**任务要求**
请用两句话概括下面这篇关于 AdaBoosting 带权数据集的页面文本。

**页面文本**

第 63 天: 集成学习之 AdaBoosting (1. 带权数据集)

开始时应先看一下 AdaBoosting 的贴子, 知道其基本算法.
平时的数据集各条数据相同重要. 带权数据集则为每个对象赋予一定权重.
adjustWeights() 是根据相应式子写的, 为核心代码.
仍然有很多简单代码 (方法), 它们起到基础的作用.
更完备代码见 https://github.com/fansmale/mfadaboosting.

代码如下：

package days61_70;

import java.io.FileReader;
import java.util.Arrays;

import weka.core.Instances;

/**
 * Weighted instances.<br>
 * 
 * @author XieChao.
 */
public class WeightedInstances extends Instances {

	/**
	 * Just the requirement of some classes, any number is ok.
	 */
	private static final long serialVersionUID = 11087456L;

	/**
	 * Weights.

**已给条目**

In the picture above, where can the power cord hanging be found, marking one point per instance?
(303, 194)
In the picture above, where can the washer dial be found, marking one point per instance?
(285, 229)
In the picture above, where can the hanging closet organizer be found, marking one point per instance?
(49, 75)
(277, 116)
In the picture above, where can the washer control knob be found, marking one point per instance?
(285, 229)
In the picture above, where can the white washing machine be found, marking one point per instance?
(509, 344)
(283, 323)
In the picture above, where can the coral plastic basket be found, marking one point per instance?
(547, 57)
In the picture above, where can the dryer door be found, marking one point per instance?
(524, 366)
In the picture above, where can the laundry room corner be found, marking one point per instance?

**本题答案**
普通数据集中各条数据同样重要，带权数据集则为每个对象赋予一定权重。根据相应式子写成的 adjustWeights() 是核心代码，其余许多简单方法起基础作用。